_TEXTO FORNECIDO:_
▼

Fomos bem atendidas. Pagamos com cartão de crédito. Jantamos. Voltamos para o hotel, tomamos banho e nos atiramos na cama para ler – acreditem – Cinquenta tons de Cinza. E continuamos a rir muito com as personagens e seus conflitos sexuais psicológicos. Ah, la vida es mui bela!
Caminhando pela 9 de Julio fui atacada por um típico bandido pé de chinelo que tentou arrancar um cordão do meus pescoço. Ouro falso. Mas o susto foi dele. Agarrei o braço da criatura e não o larguei. Ele arregalou os olhos que estavam exatamente na linha dos meus, e tentou puxar o braço. Segurei firme. Como não luto nada, não tenho reflexos apurados desenvolvidos pelas artes marciais nem meu corpo é condicionado para reagir neste sentido, fui pega de surpresa e fiquei suspensa entre e o choque de ser violada e o não saber o que estava acontecendo. Em fração de segundos entendi. E ele se apavorou. Conseguiu se soltar de saiu correndo, cambaleando. Atropelou um conterrâneo que vinha na direção contrária e caiu no chão. Eu, Manu e mais ou menos umas trinta pessoas na rua ficamos olhando o pobre-diabo-coitado se afastando, frustrado e com medo.

▲

_SEÇÃO DE DADOS:_
▼

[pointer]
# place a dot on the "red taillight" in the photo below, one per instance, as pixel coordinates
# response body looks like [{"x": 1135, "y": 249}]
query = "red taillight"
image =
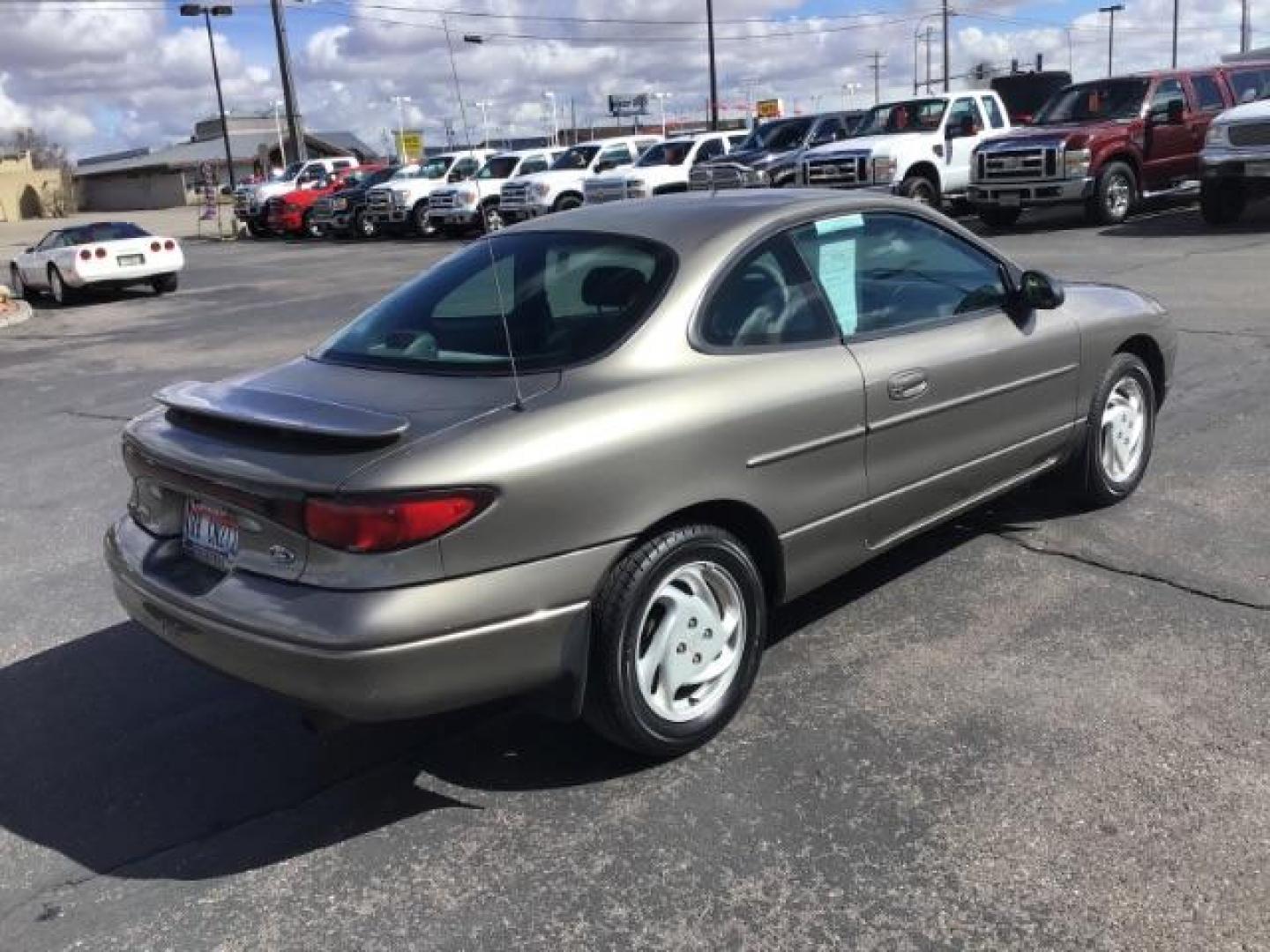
[{"x": 380, "y": 524}]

▲

_O QUE FAZER:_ Resuma o relato em duas frases. Os dados não têm nenhuma relação com o relato.

_RESPOSTA:_ Depois de jantar e pagar com cartão de crédito, quem narra volta ao hotel com a companhia, toma banho e lê Cinquenta tons de Cinza na cama, rindo muito das personagens. Caminhando pela 9 de Julio, quem narra agarra o braço de um bandido que tenta arrancar um cordão de ouro falso do seu pescoço, e ele se apavora, escapa correndo, atropela um conterrâneo e cai, enquanto Manu e umas trinta pessoas o veem se afastar.